What the exercise asks
Give back the full set of entries exactly, keeping each line intact.

Collected data

====

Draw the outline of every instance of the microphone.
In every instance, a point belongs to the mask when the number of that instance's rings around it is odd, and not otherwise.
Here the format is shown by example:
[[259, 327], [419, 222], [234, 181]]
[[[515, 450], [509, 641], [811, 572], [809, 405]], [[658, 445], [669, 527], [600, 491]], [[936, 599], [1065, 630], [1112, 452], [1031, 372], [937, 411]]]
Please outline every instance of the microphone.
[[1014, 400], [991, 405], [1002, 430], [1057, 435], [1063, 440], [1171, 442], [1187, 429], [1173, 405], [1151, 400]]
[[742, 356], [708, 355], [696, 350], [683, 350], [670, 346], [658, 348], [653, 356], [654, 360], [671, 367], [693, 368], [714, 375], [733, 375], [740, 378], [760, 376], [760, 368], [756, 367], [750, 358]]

====

Expected output
Draw the outline of every instance of the microphone.
In every instance, a point belongs to the mask when the number of that instance's rings around it is odd, and not otherwise.
Here the format is shown by example:
[[259, 327], [419, 222], [234, 181]]
[[[515, 450], [509, 641], [811, 572], [809, 405]], [[658, 445], [669, 527], [600, 491]], [[936, 599], [1065, 630], [1112, 452], [1031, 372], [937, 411]]]
Please outline every instance of the microphone.
[[1014, 400], [991, 405], [1002, 430], [1057, 435], [1063, 440], [1171, 442], [1187, 429], [1173, 405], [1151, 400]]
[[742, 356], [708, 355], [696, 350], [683, 350], [670, 346], [658, 348], [653, 356], [654, 360], [671, 367], [693, 368], [714, 375], [733, 375], [740, 378], [760, 376], [760, 368], [756, 367], [750, 358]]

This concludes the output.